Exercise
Each record that follows should be reproduced in full, character for character.

Provided data
# # # # #
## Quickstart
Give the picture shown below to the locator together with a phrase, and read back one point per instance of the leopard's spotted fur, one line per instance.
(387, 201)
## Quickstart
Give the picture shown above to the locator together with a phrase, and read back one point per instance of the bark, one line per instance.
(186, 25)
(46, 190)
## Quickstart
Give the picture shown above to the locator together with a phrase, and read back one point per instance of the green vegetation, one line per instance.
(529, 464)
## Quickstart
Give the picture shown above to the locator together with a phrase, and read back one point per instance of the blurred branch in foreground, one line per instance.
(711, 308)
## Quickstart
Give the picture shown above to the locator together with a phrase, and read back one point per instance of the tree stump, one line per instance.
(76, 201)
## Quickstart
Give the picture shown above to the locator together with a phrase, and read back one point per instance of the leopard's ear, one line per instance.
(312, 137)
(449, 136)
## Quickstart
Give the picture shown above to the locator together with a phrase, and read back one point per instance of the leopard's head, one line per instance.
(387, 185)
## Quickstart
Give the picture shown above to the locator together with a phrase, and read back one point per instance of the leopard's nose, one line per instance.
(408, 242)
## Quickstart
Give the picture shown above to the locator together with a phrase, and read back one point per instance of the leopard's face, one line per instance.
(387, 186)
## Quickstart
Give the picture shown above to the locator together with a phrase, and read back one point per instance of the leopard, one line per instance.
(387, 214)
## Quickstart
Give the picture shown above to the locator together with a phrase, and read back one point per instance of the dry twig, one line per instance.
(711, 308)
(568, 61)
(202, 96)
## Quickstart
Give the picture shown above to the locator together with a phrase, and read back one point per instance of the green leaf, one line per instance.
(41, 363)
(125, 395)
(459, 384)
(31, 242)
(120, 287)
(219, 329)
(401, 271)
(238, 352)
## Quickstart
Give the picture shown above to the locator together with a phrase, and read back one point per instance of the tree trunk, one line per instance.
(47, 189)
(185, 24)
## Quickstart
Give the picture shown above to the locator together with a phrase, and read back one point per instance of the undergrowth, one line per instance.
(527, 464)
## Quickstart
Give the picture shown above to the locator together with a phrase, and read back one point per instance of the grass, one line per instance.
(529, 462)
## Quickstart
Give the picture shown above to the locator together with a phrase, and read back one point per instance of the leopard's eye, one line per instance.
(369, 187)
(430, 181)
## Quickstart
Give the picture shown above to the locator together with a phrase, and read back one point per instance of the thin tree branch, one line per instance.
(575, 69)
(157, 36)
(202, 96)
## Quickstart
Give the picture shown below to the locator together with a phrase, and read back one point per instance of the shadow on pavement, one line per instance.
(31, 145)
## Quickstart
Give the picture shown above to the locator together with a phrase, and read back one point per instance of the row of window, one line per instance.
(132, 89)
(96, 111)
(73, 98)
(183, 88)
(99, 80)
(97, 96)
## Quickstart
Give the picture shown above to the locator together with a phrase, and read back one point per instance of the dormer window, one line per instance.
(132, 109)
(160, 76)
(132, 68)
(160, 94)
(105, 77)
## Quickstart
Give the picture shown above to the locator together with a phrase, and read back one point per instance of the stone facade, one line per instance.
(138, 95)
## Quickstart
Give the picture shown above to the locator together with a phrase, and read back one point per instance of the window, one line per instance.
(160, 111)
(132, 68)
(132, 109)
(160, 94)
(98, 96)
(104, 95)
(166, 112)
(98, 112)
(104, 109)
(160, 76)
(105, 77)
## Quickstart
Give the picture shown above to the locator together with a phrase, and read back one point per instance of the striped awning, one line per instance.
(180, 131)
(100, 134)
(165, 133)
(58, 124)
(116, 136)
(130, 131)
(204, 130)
# # # # #
Result for this exercise
## Quickstart
Give the picture shown below to the locator together with a phrase, and read back one point per instance of the leopard's spotted fur, one line per instance.
(387, 201)
## Quickstart
Give the picture shown above to the locator together with a phrase, and read back one point per instance of the bark, one line per instance.
(186, 25)
(46, 190)
## Quickstart
Give the picture shown above to the locator together with a phrase, and read back one point per instance of the green vegetation, one line per instance.
(529, 464)
## Quickstart
Give the picture shown above to the locator together with a phrase, and read back one point per instance of the blurred branch in foreground, one line per instance.
(711, 308)
## Quickstart
Give the picture shown above to the locator together with a phrase, and read back one point per instance of the tree stump, one line per instance.
(76, 201)
## Quickstart
Give the picture shown above to the locator together with a phrase, and read back one point per instance of the leopard's ear, one line per instance.
(312, 137)
(449, 136)
## Quickstart
Give the picture shown above to the locator together with a phrase, and read back one point per instance of the leopard's head, one line per instance.
(387, 185)
## Quickstart
Give the picture shown above to the locator together with a phrase, and read back one point per instance of the leopard's nose, one line per instance.
(408, 242)
## Quickstart
Give the picture shown above to the locator together with a phrase, and read back one point per instance of the leopard's face, one line per instance.
(387, 186)
## Quickstart
Give the picture shown above to the locator together with a phrase, and read back one point per instance of the leopard, one line per instance.
(387, 214)
## Quickstart
Give the picture shown above to the locator together with a phrase, and read back one point per instance of the dry twig, one line per instance.
(711, 308)
(568, 61)
(202, 96)
## Quickstart
Give the picture shown above to the locator together with a phrase, and read back one point per instance of the green leaf, one line per instance.
(41, 363)
(125, 395)
(459, 384)
(31, 242)
(120, 287)
(219, 329)
(401, 271)
(238, 352)
## Quickstart
Give the picture shown above to the locator together with a phrase, and read back one point per instance of the tree trunk, one line per instance.
(47, 189)
(185, 24)
## Quickstart
Give the picture shown above to the locator together with a phrase, and read back one point per instance of the undergrowth, one line per instance.
(527, 464)
## Quickstart
Give the picture shown above to the locator together with a phrase, and read back one point per instance of the grass, one line per instance.
(529, 462)
## Quickstart
Give the picture shown above to the locator together with a phrase, and read back one point per instance of the leopard's eye, one line per instance.
(369, 187)
(430, 181)
## Quickstart
Give the picture shown above to the locator together with a phrase, and read back one point per instance of the thin tree branch, one line per instance.
(575, 69)
(157, 36)
(202, 96)
## Quickstart
Give the picture shown below to the locator together with a phrase, and read back one point per instance of the shadow on pavement, one line per instance.
(31, 145)
## Quickstart
Give the picture shown above to the locator together with a phrase, and read back one point per instance of the row of window, one line per instance.
(132, 89)
(96, 111)
(73, 98)
(183, 88)
(99, 80)
(97, 96)
## Quickstart
Give the picture shown above to the locator together with a phrase, and read back one point per instance of the dormer window, one line per instance.
(132, 109)
(160, 76)
(132, 68)
(160, 94)
(105, 77)
## Quickstart
Give the picture shown above to the locator together with a phrase, and read back one point per instance of the stone facade, one line per instance.
(138, 95)
## Quickstart
Give the picture shown above to the locator together with a phrase, and read back one point per instance of the window, one line per instance.
(160, 111)
(132, 68)
(132, 109)
(160, 94)
(98, 96)
(104, 95)
(166, 112)
(98, 112)
(104, 109)
(160, 76)
(105, 77)
## Quickstart
Give the picture shown above to the locator together with a phrase, and read back one point per instance of the striped awning, one line per instance.
(180, 131)
(100, 134)
(165, 133)
(58, 124)
(116, 136)
(130, 131)
(204, 130)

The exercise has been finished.